FRAGMENTO DEL DOCUMENTO:
El PSOE es el partido del régimen. Su
suerte y su futuro dependerán del régimen del 78, hoy en transición
hacia una democracia limitada y oligárquica. El bipartidismo, hoy lo
sabemos casi todas y todos, es un modo de organizar el poder político
para que sigan mandando aquellos que no se presentan a las
elecciones. El papel del PSOE es crucial, articula el consenso de las
clases trabajadoras y, lo más importante, impide que surja una
alternativa a su izquierda que cuestione las relaciones de poder
existentes en nuestra sociedad.
Esto lo sabemos pero es bueno
recordarlo en momentos de confusión y cuando tenemos por delante
unas elecciones en Cataluña y en el conjunto del Estado. Las
elecciones municipales y autonómicas van a dar mucho poder al PSOE a
pesar de perder 700.000 votos y, de otro lado, han configurado un
mapa más plural y más complejo en lo que podríamos llamar el
bloque democrático popular o la izquierda en un sentido amplio.
Estamos en un “cerco mutuo” y en una “guerra de posiciones”.
El PSOE, insisto, tiene más poder y sabe cómo ejercerlo, no
necesitan 100 días, saben que lo que comunica realmente es el poder,
es el medio y el mensaje y, rápidamente, configurarán las agendas
públicas y las trasladarán sin grandes problemas a los medios.

DATOS PROPORCIONADOS:

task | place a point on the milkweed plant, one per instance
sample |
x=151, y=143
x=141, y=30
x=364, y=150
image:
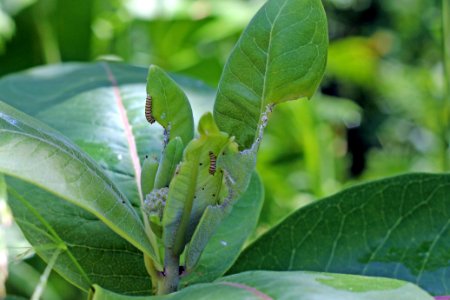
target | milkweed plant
x=137, y=200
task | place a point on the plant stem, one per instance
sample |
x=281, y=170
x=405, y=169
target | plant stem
x=171, y=277
x=446, y=62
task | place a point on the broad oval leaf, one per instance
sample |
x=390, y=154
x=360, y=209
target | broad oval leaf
x=281, y=56
x=90, y=251
x=92, y=104
x=169, y=105
x=266, y=285
x=397, y=227
x=100, y=108
x=33, y=152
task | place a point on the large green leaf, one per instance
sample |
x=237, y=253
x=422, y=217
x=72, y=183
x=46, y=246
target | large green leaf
x=31, y=151
x=288, y=285
x=87, y=103
x=169, y=105
x=92, y=252
x=397, y=227
x=225, y=245
x=51, y=169
x=281, y=56
x=100, y=107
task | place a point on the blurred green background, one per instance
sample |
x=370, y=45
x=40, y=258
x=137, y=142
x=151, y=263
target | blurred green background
x=381, y=109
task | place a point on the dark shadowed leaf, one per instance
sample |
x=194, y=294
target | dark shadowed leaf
x=397, y=227
x=265, y=285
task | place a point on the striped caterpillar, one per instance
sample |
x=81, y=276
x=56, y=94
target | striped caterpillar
x=212, y=163
x=148, y=110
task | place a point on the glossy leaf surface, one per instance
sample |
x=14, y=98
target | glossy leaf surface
x=86, y=102
x=92, y=252
x=397, y=227
x=170, y=106
x=93, y=105
x=289, y=285
x=31, y=151
x=281, y=56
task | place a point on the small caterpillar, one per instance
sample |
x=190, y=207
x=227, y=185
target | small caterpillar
x=212, y=163
x=148, y=110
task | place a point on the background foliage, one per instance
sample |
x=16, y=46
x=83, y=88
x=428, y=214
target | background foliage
x=379, y=112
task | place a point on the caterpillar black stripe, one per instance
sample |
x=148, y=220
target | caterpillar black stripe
x=212, y=163
x=148, y=110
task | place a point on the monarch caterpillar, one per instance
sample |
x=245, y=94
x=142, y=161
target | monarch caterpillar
x=148, y=110
x=212, y=163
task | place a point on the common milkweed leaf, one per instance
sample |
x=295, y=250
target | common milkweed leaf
x=288, y=285
x=368, y=230
x=88, y=247
x=33, y=152
x=93, y=97
x=281, y=56
x=170, y=106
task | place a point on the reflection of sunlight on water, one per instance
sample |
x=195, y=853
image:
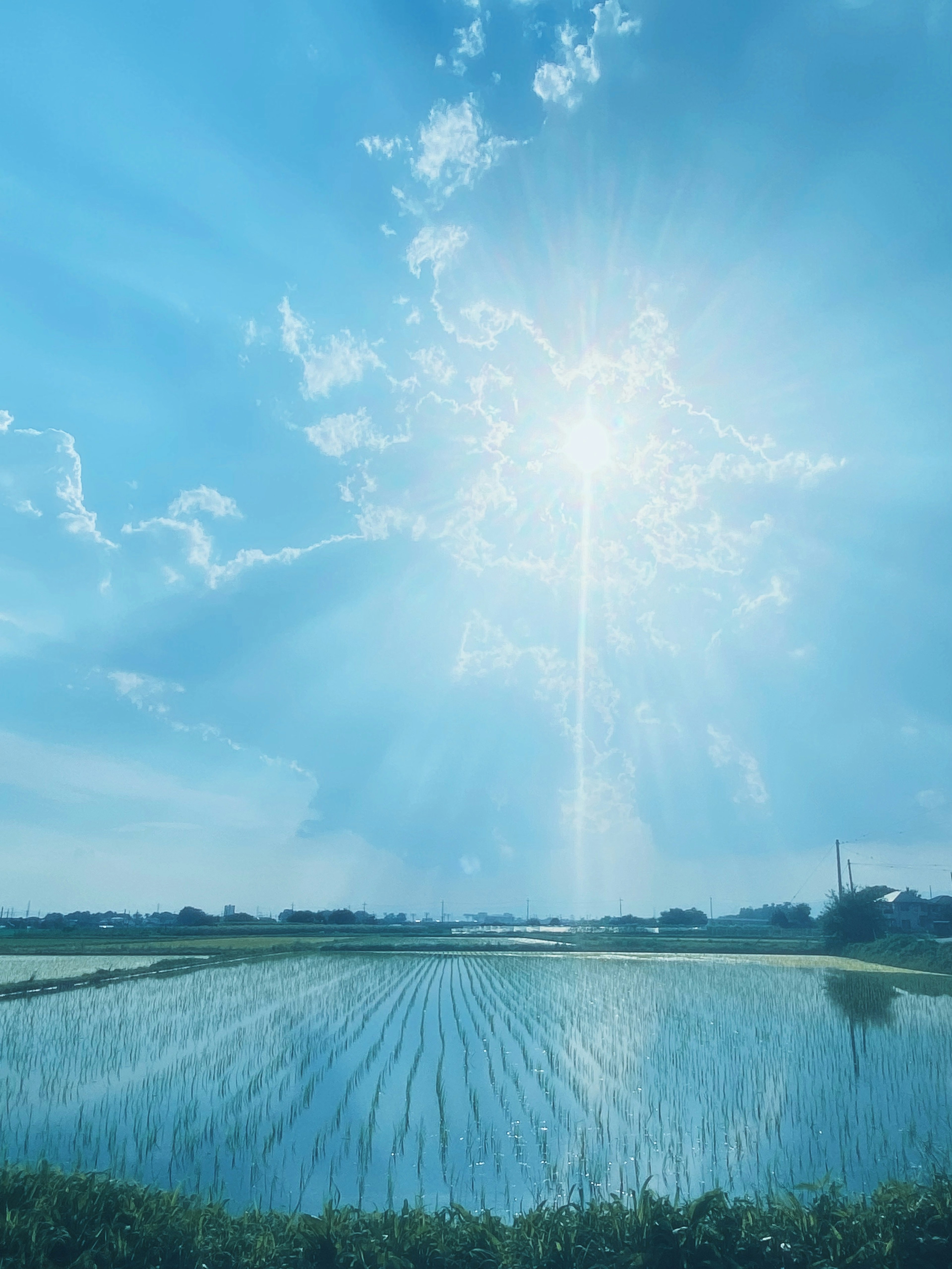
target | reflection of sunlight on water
x=487, y=1079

OBJETIVOS:
1. Transcriba del texto sobre el PSOE el pasaje comprendido desde "Esto lo sabemos" hasta "un sentido amplio.", ambos incluidos.
2. Devuelva cada línea de los registros que contenga la palabra "foliage".
Los registros no guardan relación alguna con el texto sobre el PSOE.

RESPUESTAS APORTADAS:
1.
Esto lo sabemos pero es bueno
recordarlo en momentos de confusión y cuando tenemos por delante
unas elecciones en Cataluña y en el conjunto del Estado. Las
elecciones municipales y autonómicas van a dar mucho poder al PSOE a
pesar de perder 700.000 votos y, de otro lado, han configurado un
mapa más plural y más complejo en lo que podríamos llamar el
bloque democrático popular o la izquierda en un sentido amplio.

2.
task | place a point on the background foliage, one per instance
target | background foliage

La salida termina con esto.